# Entries supplied:
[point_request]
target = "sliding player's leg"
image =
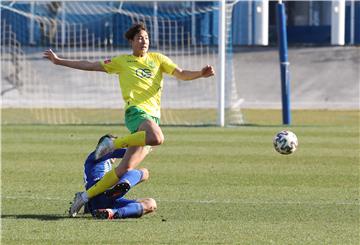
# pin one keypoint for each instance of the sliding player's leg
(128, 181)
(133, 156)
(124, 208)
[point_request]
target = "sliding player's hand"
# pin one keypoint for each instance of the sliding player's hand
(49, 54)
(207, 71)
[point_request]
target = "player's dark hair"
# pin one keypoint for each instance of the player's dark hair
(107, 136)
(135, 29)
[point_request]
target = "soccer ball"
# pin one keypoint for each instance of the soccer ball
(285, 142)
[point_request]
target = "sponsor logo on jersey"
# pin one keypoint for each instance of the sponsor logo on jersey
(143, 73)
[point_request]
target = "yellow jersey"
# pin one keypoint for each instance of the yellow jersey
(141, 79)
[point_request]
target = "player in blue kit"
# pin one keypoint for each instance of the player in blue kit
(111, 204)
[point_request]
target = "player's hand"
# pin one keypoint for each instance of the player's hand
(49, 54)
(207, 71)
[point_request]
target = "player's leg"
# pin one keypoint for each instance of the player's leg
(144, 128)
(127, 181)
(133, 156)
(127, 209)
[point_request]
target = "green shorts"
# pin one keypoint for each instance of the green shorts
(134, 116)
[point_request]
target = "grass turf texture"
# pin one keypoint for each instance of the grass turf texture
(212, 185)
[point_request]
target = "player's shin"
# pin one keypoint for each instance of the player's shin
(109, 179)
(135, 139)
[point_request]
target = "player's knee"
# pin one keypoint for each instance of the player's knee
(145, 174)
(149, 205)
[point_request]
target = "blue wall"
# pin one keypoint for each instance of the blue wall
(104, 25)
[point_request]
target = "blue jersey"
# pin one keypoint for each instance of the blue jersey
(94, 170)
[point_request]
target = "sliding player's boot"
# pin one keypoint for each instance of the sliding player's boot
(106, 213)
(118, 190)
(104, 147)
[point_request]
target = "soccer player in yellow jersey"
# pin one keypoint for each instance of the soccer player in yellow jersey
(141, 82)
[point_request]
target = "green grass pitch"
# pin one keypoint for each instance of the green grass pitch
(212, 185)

...

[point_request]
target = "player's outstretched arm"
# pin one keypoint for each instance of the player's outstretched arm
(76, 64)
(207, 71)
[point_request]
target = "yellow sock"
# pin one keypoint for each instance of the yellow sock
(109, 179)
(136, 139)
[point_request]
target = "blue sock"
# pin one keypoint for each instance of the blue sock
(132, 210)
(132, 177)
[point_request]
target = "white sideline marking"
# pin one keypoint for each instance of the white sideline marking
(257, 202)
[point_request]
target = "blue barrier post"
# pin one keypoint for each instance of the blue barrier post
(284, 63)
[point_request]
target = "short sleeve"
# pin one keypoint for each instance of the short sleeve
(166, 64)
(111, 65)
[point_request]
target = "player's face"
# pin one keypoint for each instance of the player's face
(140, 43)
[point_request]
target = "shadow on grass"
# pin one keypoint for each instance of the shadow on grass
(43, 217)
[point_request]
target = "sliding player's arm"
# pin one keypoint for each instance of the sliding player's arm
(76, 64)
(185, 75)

# Work to be completed:
Pull out each line of the records that contains the string "hair" and list them.

# Written response:
target = "player's dark hair"
# pin one keypoint for each instance of the player's dark hair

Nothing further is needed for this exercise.